▶ PROVIDED PASSAGE:
Referring to FIG. 1, there is shown a schematic diagram of a known "T" type unbalanced electrical attenuator network 10 including resistors R1, R2 and R3. The attenuator network 10 is arranged to provide a predetermined dissipation of electrical energy when electrically connected between an electrical energy source 12 having a resistive impedance Z1 and a load 14 having a resistive impedance Z2. The resistance of resistors R1, R2 and R3 are selected so that the input and output impedances of attenuator network 10 match the source and load impedances Z1 and Z2, respectively.
Resistors R1 and R2 are serially connected between input 16 and output terminals 18 of attenuator network 10. A resistor R3 is connected between the junction 20 of resistors R1 and R2 and grounded line 22. The method for determining the values of R1, R2 and R3 for a specified attenuation and input and output impedance is well-known and disclosed in a book entitled "Reference Data for Radio Engineers", 5th edition, published by Howard W. Sams & Co.

▶ SHORT PROBLEM 1: Select every line in the rows that contains the string "black" and copy each one in full.

▶ RECORDS PROVIDED:
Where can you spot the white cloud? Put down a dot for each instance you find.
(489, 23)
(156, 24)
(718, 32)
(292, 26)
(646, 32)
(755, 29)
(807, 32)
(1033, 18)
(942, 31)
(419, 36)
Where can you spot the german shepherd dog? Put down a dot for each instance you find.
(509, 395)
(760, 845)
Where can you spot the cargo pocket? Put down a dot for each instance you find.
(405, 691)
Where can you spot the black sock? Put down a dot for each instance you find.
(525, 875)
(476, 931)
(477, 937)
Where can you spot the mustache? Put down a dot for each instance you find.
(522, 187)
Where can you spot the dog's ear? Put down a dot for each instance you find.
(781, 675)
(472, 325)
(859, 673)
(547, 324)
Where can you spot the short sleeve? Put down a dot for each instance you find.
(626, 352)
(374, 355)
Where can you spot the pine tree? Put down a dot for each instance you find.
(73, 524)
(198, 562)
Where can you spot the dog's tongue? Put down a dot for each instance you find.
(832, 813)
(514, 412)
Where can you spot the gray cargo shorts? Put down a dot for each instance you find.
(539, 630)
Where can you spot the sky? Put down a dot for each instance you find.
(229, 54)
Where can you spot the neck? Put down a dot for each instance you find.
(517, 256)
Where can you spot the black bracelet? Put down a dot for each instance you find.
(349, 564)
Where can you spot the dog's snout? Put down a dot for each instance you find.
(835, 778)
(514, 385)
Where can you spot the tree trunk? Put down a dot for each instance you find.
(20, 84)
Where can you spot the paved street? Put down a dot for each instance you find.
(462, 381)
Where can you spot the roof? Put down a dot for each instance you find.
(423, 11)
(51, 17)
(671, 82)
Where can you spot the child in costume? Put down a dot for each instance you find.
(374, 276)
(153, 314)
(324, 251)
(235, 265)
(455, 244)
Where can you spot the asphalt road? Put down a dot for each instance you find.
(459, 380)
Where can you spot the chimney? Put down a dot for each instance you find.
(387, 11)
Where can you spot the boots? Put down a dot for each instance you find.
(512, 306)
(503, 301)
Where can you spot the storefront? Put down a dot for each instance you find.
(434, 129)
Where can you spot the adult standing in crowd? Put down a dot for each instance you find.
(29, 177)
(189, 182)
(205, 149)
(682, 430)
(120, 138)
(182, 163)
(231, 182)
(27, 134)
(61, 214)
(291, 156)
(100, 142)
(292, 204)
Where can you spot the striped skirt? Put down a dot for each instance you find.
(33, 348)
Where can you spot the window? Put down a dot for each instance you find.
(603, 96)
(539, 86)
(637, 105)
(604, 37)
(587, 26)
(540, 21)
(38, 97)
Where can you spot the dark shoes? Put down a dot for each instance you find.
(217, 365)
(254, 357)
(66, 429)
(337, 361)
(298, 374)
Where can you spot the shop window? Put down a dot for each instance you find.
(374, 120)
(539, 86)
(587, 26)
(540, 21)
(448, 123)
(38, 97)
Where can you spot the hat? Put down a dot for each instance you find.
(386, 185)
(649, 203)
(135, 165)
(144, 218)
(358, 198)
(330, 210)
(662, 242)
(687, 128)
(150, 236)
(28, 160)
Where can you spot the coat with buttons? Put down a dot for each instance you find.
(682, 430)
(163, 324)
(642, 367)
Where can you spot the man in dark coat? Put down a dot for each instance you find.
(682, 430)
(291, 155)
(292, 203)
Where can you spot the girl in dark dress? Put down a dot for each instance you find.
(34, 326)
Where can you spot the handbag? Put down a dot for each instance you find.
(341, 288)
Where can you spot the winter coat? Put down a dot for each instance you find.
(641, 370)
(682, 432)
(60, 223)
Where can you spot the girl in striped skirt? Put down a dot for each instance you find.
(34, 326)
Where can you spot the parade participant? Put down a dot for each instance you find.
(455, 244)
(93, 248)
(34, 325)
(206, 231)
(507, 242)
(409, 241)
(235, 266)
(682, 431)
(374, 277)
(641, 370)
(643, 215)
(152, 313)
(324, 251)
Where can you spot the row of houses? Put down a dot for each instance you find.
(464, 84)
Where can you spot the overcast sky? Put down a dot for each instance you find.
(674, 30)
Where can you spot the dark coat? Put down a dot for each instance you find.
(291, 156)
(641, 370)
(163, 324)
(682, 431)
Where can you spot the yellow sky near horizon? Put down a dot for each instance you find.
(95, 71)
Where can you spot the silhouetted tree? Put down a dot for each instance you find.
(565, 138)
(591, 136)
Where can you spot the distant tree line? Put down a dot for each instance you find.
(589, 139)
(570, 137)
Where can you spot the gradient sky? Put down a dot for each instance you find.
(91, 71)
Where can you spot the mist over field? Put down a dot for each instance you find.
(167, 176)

▶ SHORT PROBLEM 2: According to the attenuator network passage above, between which two points is resistor R3 connected?

▶ WRITTEN SOLUTION 1:
Where can you spot the black sock? Put down a dot for each instance you find.
Where can you spot the black bracelet? Put down a dot for each instance you find.

▶ WRITTEN SOLUTION 2: Resistor R3 is connected between junction 20 of resistors R1 and R2 and grounded line 22.